Task requirements:
Restate the records in full, so that each line matches the original exactly.

Dataset records:
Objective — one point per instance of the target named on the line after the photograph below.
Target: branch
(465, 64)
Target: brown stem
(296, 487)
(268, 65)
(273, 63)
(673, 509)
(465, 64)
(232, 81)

Result for this exercise:
Objective — one point per instance of the target named on the line after the photograph below.
Target: branch
(465, 64)
Target: brown stem
(296, 487)
(268, 65)
(273, 63)
(673, 509)
(465, 64)
(232, 81)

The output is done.